[STUDY MATERIAL Boundary: Start]

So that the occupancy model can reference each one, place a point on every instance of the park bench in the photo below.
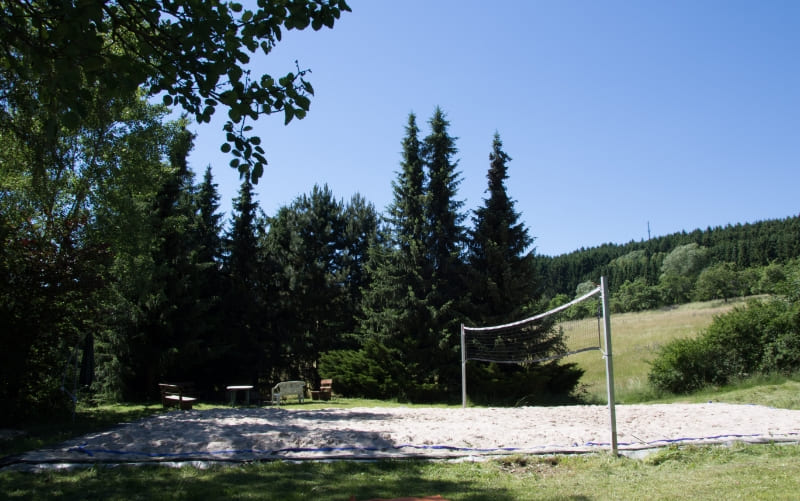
(325, 390)
(172, 395)
(286, 389)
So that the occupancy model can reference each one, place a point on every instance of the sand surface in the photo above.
(243, 434)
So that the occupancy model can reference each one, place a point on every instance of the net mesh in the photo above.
(566, 330)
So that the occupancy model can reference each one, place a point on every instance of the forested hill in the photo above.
(745, 246)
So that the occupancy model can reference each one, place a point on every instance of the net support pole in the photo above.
(463, 369)
(609, 364)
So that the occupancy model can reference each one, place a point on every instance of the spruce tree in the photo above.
(503, 286)
(393, 308)
(245, 303)
(502, 269)
(436, 347)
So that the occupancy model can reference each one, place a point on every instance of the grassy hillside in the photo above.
(635, 339)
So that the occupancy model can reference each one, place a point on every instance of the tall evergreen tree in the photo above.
(161, 346)
(503, 275)
(394, 309)
(246, 312)
(209, 220)
(437, 347)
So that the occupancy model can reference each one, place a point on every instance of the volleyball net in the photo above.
(581, 325)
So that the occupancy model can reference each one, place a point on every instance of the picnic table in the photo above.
(234, 389)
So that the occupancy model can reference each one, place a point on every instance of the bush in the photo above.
(686, 365)
(764, 337)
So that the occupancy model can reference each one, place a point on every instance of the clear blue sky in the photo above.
(683, 114)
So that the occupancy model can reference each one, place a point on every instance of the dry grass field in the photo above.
(635, 339)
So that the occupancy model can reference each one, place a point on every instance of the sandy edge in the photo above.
(277, 433)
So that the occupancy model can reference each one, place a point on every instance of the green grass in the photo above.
(738, 471)
(635, 339)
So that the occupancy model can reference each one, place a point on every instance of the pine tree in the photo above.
(245, 303)
(167, 323)
(394, 307)
(436, 348)
(503, 275)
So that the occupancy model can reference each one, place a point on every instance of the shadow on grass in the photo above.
(333, 481)
(52, 431)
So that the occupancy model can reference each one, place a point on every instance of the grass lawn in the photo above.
(635, 339)
(736, 472)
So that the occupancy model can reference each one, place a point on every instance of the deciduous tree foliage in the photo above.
(194, 53)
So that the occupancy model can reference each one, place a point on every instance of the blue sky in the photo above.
(680, 114)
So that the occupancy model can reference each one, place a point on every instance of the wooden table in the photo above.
(233, 390)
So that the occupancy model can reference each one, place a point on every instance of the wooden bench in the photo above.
(325, 390)
(172, 395)
(287, 389)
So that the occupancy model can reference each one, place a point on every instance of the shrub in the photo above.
(762, 337)
(686, 365)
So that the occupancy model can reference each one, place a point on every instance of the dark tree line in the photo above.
(715, 263)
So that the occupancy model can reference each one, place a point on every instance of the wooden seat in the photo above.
(172, 396)
(286, 389)
(325, 391)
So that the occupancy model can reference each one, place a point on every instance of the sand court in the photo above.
(257, 434)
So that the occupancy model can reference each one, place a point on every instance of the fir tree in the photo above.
(436, 347)
(503, 272)
(245, 298)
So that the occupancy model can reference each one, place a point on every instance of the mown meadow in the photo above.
(735, 471)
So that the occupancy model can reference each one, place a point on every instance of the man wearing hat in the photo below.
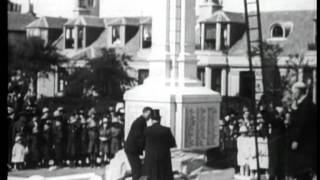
(135, 142)
(159, 140)
(10, 119)
(303, 134)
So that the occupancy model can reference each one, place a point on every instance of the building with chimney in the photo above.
(217, 31)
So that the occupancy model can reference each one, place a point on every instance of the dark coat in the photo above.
(304, 132)
(136, 140)
(57, 136)
(116, 137)
(159, 140)
(83, 140)
(72, 139)
(276, 140)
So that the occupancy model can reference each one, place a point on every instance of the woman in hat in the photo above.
(243, 152)
(159, 140)
(116, 136)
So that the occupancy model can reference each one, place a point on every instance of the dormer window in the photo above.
(90, 3)
(115, 34)
(82, 3)
(146, 36)
(210, 36)
(281, 30)
(80, 37)
(277, 32)
(69, 38)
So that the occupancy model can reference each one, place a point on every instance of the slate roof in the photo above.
(297, 41)
(90, 21)
(131, 21)
(224, 16)
(48, 22)
(18, 21)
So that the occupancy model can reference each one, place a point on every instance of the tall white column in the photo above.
(159, 59)
(218, 36)
(314, 73)
(208, 76)
(202, 35)
(187, 60)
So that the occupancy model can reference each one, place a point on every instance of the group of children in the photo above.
(76, 140)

[STUDY MATERIAL Boundary: End]

● **YOUR INSTRUCTIONS**: All of the data above needs to be retyped exactly, with the pictures removed.

● **SOLUTION TO THIS EXERCISE**:
So that the occupancy model can reference each one, place a point on every instance of the park bench in the photo below.
(325, 390)
(172, 395)
(286, 389)
So that the occupancy model can reference each one, place a point on every instance of the sand surface in the photo above.
(243, 434)
So that the occupancy model can reference each one, place a point on every instance of the net mesh in the photo above.
(566, 330)
So that the occupancy model can reference each one, place a point on every instance of the forested hill in the photo above.
(745, 246)
So that the occupancy model can reference each one, place a point on every instance of the net support pole in the photo above.
(463, 369)
(609, 364)
So that the occupancy model can reference each one, place a point on every instance of the spruce tree in the photo above.
(503, 286)
(393, 308)
(245, 303)
(502, 269)
(436, 347)
So that the occupancy model can reference each one, place a point on every instance of the grassy hillside in the photo above.
(635, 339)
So that the occupancy model can reference each one, place a point on every instance of the tall evergreen tree in the photo above.
(161, 346)
(503, 275)
(394, 309)
(246, 312)
(209, 220)
(437, 347)
So that the occupancy model can reference each one, place a point on every instance of the volleyball net in the photo above.
(581, 325)
So that the occupancy model can reference each one, place a point on every instance of the picnic table in the photo above.
(234, 389)
So that the occupancy model can reference each one, place a point on every instance of the bush in the photo above.
(686, 365)
(764, 337)
So that the occupancy model can reference each one, place a point on every instance of the clear blue sky in the photo above.
(683, 114)
So that the occupancy model can reference each one, place a point on every instance of the dry grass field in the photo above.
(635, 339)
So that the occupancy model can reference each one, place a point on every instance of the sandy edge in the photo above.
(277, 433)
So that the occupancy model can reference each one, place a point on every instance of the green grass in the photo above.
(738, 471)
(635, 339)
So that the occupancy model can reference each one, place a point on every instance of the pine tree in the photo above.
(245, 303)
(167, 323)
(394, 307)
(436, 348)
(503, 275)
So that the occupancy model can reference each one, place a point on every instance of the shadow on grass in the photo above.
(333, 481)
(52, 431)
So that the occupancy model can reference each one, place a point on every instance of the grass lawn in the photo above.
(635, 339)
(736, 472)
So that the occupancy model can reference each one, place a point on every instance of the deciduous tree foliage in the photo above.
(194, 53)
So that the occupancy model can reference each one, place a point on every instance of the blue sky in the photo above.
(680, 114)
So that the occupancy model can reference each one, place a point on every instance of the wooden table in the photo above.
(233, 390)
So that the occupancy model can reference each one, place a point on every instance of the wooden bench in the photo above.
(325, 390)
(172, 395)
(287, 389)
So that the occupancy model can reference each one, place a point on every instance of the shrub in the photo above.
(762, 337)
(686, 365)
So that the occupancy model can reference each one, place a point on every instance of the dark tree line in the photo above.
(715, 263)
So that the occupancy model can reference each one, place a point on every instance of the wooden seat in the photo above.
(172, 396)
(286, 389)
(325, 391)
So that the occupancy model can reference each one, place a point on every instance of the sand court in the photo above.
(257, 434)
So that the occupancy model can reference each one, place a point on every instance of the fir tree in the photo above.
(436, 347)
(503, 272)
(245, 298)
So that the occupancy model can reference each one, place a point on every instance of the mown meadow in the photo above.
(735, 471)
So that the occupancy model can reference each one, place a point on every instance of the man wearing hat in the photo below.
(135, 142)
(159, 140)
(10, 119)
(303, 134)
So that the occupancy model can reference each one, place a point on every instance of the building with chimney in the photo above.
(217, 31)
So that the occupancy model can reference each one, place a point on every instance of the dark coat in the photo above.
(304, 132)
(136, 140)
(57, 136)
(116, 137)
(159, 140)
(83, 140)
(72, 139)
(276, 140)
So that the occupancy model can reference each one, place a point on every instance of the woman in hat in the photo above.
(243, 152)
(159, 140)
(116, 136)
So that the occupancy model can reference each one, place a point on every instance of the dormer window in the photo above.
(90, 3)
(115, 34)
(82, 3)
(146, 36)
(210, 36)
(281, 30)
(80, 37)
(277, 32)
(69, 38)
So that the occupancy model can reference each one, place a point on every instance of the slate roof in the photo above.
(297, 41)
(90, 21)
(131, 21)
(224, 16)
(48, 22)
(18, 21)
So that the occupancy model can reference each one, place a point on every instance of the tall white column in the photo above.
(159, 59)
(218, 36)
(314, 73)
(208, 76)
(202, 35)
(187, 60)
So that the occupancy model can reference each one, place a point on every instance of the group of children in the photo above.
(76, 140)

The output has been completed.